What is asked:
Could you reproduce the entire listing with every "window frame" swapped for "window casing" and nothing else altered? Omit the pictures from your reply.

Data for this exercise:
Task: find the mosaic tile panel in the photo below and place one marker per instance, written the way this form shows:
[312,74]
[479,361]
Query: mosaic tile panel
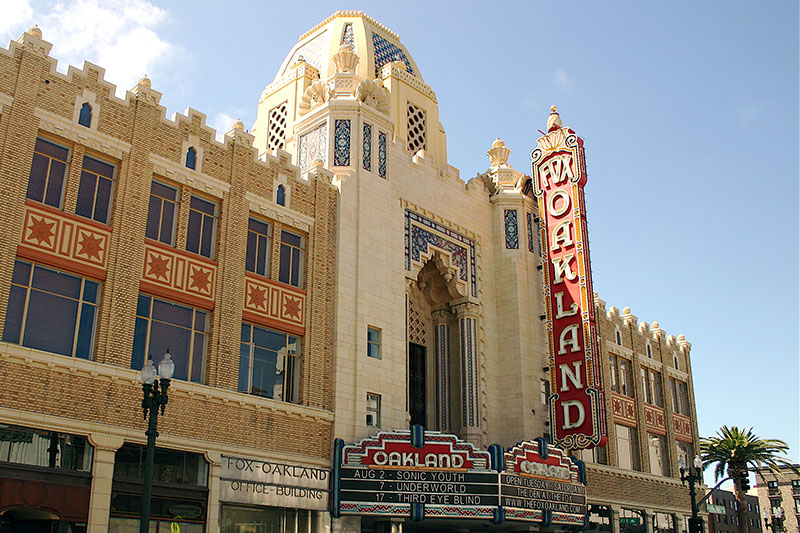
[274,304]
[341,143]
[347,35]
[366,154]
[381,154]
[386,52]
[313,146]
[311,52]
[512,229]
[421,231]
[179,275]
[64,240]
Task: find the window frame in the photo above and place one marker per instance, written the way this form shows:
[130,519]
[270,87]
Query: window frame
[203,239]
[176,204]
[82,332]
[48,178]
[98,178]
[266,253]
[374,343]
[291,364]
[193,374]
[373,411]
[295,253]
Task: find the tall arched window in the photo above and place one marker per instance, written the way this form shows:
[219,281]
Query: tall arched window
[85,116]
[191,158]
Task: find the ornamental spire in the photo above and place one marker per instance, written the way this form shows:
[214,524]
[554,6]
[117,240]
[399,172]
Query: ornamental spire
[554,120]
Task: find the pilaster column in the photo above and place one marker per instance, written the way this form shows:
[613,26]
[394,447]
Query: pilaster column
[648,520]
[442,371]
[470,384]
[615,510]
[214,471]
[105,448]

Response:
Task: find the mosaic tile panel in the photo below and place one marker per instance, written the way this form shows:
[312,74]
[479,361]
Query: mosaic tile panel
[274,304]
[341,143]
[347,35]
[366,154]
[381,154]
[386,52]
[313,146]
[311,52]
[512,229]
[421,231]
[179,275]
[64,240]
Task: find the window casing in the photo above and place one marker per instance, written the way this form shows:
[130,519]
[270,87]
Query: window casing
[203,239]
[176,204]
[82,332]
[48,178]
[98,178]
[266,253]
[374,343]
[291,364]
[193,374]
[373,411]
[295,253]
Task: find the tall arched window in the photo above and place one marker per instance, written the way this form shows:
[219,281]
Query: tall arched window
[85,116]
[191,158]
Task: find the ornamental spire in the photo above and place one marker per instance, written the way this form shows:
[214,524]
[554,6]
[117,240]
[399,172]
Query: ornamental spire
[554,120]
Task: find the pilaster column in the photo above and place one marker per instance, written the way this form shows:
[613,26]
[394,447]
Query: pilaster column
[648,520]
[442,371]
[470,384]
[615,510]
[214,471]
[105,448]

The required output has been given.